### DIRECTIONS
Can you copy out, word for word, the lines below from the one containing "the puppy ear" to the one containing "[(163, 165)]", including both of those lines?

Entries taken from a collection:

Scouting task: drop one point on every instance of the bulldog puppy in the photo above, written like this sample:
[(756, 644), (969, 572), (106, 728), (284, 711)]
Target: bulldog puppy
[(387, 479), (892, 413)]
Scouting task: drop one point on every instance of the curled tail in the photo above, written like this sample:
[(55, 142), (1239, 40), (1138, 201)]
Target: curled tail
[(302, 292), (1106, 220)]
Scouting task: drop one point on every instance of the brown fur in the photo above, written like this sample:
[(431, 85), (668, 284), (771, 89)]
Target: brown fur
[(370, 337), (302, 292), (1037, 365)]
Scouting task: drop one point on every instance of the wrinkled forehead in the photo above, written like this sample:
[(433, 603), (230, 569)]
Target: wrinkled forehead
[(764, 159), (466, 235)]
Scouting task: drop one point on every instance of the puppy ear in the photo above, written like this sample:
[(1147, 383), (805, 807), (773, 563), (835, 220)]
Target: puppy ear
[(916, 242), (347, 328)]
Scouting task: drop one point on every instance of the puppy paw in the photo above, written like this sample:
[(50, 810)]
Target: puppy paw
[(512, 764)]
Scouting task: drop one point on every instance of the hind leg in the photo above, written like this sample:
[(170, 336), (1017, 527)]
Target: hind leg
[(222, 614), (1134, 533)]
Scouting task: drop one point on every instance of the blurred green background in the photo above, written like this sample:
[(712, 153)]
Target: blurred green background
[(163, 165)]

...

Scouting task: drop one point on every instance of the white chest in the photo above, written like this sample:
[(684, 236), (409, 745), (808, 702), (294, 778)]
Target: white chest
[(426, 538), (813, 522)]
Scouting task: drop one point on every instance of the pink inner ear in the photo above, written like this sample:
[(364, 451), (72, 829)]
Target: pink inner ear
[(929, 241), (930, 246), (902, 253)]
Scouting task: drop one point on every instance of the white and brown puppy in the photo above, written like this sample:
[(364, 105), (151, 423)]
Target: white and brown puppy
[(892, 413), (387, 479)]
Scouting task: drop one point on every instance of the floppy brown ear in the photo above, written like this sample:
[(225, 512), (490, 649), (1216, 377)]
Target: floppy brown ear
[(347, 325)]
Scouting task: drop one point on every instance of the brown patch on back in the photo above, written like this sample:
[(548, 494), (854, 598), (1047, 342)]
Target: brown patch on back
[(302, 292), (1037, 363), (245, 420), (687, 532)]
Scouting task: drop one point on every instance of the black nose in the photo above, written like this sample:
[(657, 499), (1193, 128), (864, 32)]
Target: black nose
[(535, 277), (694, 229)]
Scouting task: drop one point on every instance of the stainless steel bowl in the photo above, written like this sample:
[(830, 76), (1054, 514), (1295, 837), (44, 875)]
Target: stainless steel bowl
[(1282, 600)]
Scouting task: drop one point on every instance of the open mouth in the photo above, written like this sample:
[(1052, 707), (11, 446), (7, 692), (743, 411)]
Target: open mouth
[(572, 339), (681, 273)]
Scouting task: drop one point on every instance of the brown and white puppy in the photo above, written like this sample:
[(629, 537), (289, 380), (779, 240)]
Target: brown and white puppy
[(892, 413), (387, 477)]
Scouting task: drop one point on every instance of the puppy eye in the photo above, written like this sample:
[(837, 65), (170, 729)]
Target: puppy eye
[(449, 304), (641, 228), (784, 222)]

### SOLUTION FOR THIS TASK
Scouting task: drop one point on every instance of the puppy ear in the photo above, written like this sample:
[(1147, 383), (805, 807), (773, 563), (835, 220)]
Target: puppy ear
[(916, 242), (347, 328)]
Scouting task: drop one point on every instance of the puppy paw in the photo above, written like this sample:
[(50, 810)]
Target: puppy paw
[(512, 764)]
Scouting task: drop one point on every instance of the hind leg in the photo above, written like this sample:
[(170, 336), (1017, 527)]
Target: hind leg
[(222, 614), (1134, 533)]
Scouting task: drop one point on every instance of the blurred green background in the photo above, written like this sample:
[(712, 153)]
Target: blurred green background
[(163, 165)]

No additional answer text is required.